WHAT IS EXPECTED: Copy out the material below, changing "sample output" to "example output" and leaving everything else untouched.
........
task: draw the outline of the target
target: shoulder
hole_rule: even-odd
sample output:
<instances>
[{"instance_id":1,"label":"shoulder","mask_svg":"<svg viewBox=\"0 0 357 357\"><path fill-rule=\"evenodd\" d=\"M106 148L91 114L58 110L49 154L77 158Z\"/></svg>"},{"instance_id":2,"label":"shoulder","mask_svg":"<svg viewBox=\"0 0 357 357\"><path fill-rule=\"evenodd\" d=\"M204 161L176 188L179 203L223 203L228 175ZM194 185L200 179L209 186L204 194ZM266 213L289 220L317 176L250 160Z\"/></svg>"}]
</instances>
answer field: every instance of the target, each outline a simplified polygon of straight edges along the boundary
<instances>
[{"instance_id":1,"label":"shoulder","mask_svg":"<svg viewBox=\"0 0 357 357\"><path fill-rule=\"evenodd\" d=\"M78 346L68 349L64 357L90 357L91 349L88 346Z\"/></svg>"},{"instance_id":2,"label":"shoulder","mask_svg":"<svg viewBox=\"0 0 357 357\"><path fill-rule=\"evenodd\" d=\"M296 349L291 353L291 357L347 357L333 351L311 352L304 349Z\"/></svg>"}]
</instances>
........
EXERCISE ANSWER:
task: draw the outline of the target
target: shoulder
hole_rule: even-odd
example output:
<instances>
[{"instance_id":1,"label":"shoulder","mask_svg":"<svg viewBox=\"0 0 357 357\"><path fill-rule=\"evenodd\" d=\"M106 148L91 114L58 110L49 154L77 158Z\"/></svg>"},{"instance_id":2,"label":"shoulder","mask_svg":"<svg viewBox=\"0 0 357 357\"><path fill-rule=\"evenodd\" d=\"M204 161L176 188L179 203L223 203L228 175ZM194 185L200 179L209 186L204 194ZM266 213L289 220L317 176L250 160Z\"/></svg>"}]
</instances>
answer field: every instance of the target, each outline a simplified polygon of straight edges along the boundary
<instances>
[{"instance_id":1,"label":"shoulder","mask_svg":"<svg viewBox=\"0 0 357 357\"><path fill-rule=\"evenodd\" d=\"M78 346L68 349L64 357L90 357L91 349L88 346Z\"/></svg>"},{"instance_id":2,"label":"shoulder","mask_svg":"<svg viewBox=\"0 0 357 357\"><path fill-rule=\"evenodd\" d=\"M296 349L291 353L291 357L347 357L333 351L311 352L304 349Z\"/></svg>"}]
</instances>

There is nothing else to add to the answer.